AUFTRAG A:
Prüfe, ob die folgenden Aussagen mit dem Lesetext übereinstimmen, und antworte jeweils mit Ja oder Nein samt den ausschlaggebenden Worten des Textes als wörtlichem Zitat:
(i) Der Gerichtshof hat bereits entschieden, dass Klauseln von Tarifverträgen dem Anwendungsbereich der Vertragsbestimmungen über die Freizügigkeit entzogen sind.
(ii) Die Vertragsbestimmungen über den Wettbewerb und die über die Freizügigkeit und den freien Dienstleistungsverkehr folgen jeweils eigenen Anwendungsvoraussetzungen.
(iii) Laut dem Lesetext ist mit der Wahrnehmung der Koalitionsfreiheit zwangsläufig eine gewisse Beeinträchtigung der Grundfreiheiten verbunden.
AUFTRAG B: Schreibe die Fortsetzung des Urteilsauszugs über Tarifverträge und Grundfreiheiten, beginnend nach seinem letzten Satz.

LESETEXT:
★ ★ ★

Es ist je­doch fest­zu­stel­len, dass sich die­se Erwägun­gen nicht auf die in Ti­tel III des EG-Ver­trags auf­geführ­ten Grund­frei­hei­ten über­tra­gen las­sen.

52

Ent­ge­gen dem Vor­brin­gen der FSU und der ITF lässt sich nämlich nicht sa­gen, dass mit der Wahr­neh­mung der Ko­ali­ti­ons­frei­heit selbst und des Rechts auf Durchführung ei­ner kol­lek­ti­ven Maßnah­me zwangsläufig ei­ne ge­wis­se Be­ein­träch­ti­gung der ge­nann­ten Grund­frei­hei­ten ver­bun­den wäre.

53

Außer­dem ist zu be­to­nen, dass der Um­stand, dass ei­ne Ver­ein­ba­rung oder ei­ne Tätig­keit dem An­wen­dungs­be­reich der Ver­trags­be­stim­mun­gen über den Wett­be­werb ent­zo­gen ist, nicht zur Fol­ge hat, dass die­se Ver­ein­ba­rung oder die­se Tätig­keit auch außer­halb des An­wen­dungs­be­reichs der Ver­trags­be­stim­mun­gen über die Freizügig­keit und den frei­en Dienst­leis­tungs­ver­kehr liegt, da die ge­nann­ten Be­stim­mun­gen je­weils ei­ge­nen An­wen­dungs­vor­aus­set­zun­gen ge­hor­chen (vgl. in die­sem Sin­ne Ur­teil vom 18. Ju­li 2006, Me­ca-Me­di­na und Ma­j­cen/Kom­mis­si­on, C‑519/04 P, Slg. 2006, I‑6991).

54

Sch­ließlich ist dar­an zu er­in­nern, dass der Ge­richts­hof be­reits ent­schie­den hat, dass Klau­seln von Ta­rif­verträgen nicht dem An­wen­dungs­be­reich der Ver­trags­be­stim­mun­gen über die Freizügig­keit ent­zo­gen sind (Ur­tei­le vom 15. Ja­nu­ar 1998, Schöning-Kouge­be­to­pou­lou, C‑15/96, Slg. 1998, I‑47, vom 24. Sep­tem­ber 1998, Kom­mis­si­on/Frank­reich, C‑35/97, Slg. 1998, I‑5325, und vom 16. Sep­tem­ber 2004, Me­ri­da, C‑400/02, Slg. 2004, I‑8471).

★ ★ ★

BEREITGESTELLTES MATERIAL:
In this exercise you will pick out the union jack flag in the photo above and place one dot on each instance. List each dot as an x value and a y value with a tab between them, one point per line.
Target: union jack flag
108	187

★ ★ ★

ANTWORT A:
(i) Nein: „dass Klau­seln von Ta­rif­verträgen nicht dem An­wen­dungs­be­reich der Ver­trags­be­stim­mun­gen über die Freizügig­keit ent­zo­gen sind“
(ii) Ja: „da die ge­nann­ten Be­stim­mun­gen je­weils ei­ge­nen An­wen­dungs­vor­aus­set­zun­gen ge­hor­chen“
(iii) Nein: „lässt sich nämlich nicht sa­gen“

ANTWORT B:
55

Nach al­le­dem ist auf die ers­te Fra­ge zu ant­wor­ten, dass Art. 43 EG da­hin aus­zu­le­gen ist, dass grundsätz­lich ei­ne kol­lek­ti­ve Maßnah­me, die von ei­ner Ge­werk­schaft oder ei­nem Ge­werk­schafts­ver­band ge­gen ein Un­ter­neh­men zu dem Zweck be­trie­ben wird, die­ses Un­ter­neh­men da­zu zu ver­an­las­sen, ei­nen Ta­rif­ver­trag ab­zu­sch­ließen, des­sen In­halt ge­eig­net ist, das Un­ter­neh­men da­von ab­zu­brin­gen von der Nie­der­las­sungs­frei­heit Ge­brauch zu ma­chen, dem An­wen­dungs­be­reich von Art. 43 EG nicht ent­zo­gen ist.

Zu Fra­ge 2

56

Mit die­ser Fra­ge möch­te das vor­le­gen­de Ge­richt im We­sent­li­chen wis­sen, ob Art. 43 EG ge­eig­net ist, ei­nem Pri­vat­un­ter­neh­men Rech­te zu ver­lei­hen, auf die es sich ge­genüber ei­ner Ge­werk­schaft oder ei­nem Ge­werk­schafts­ver­band be­ru­fen kann.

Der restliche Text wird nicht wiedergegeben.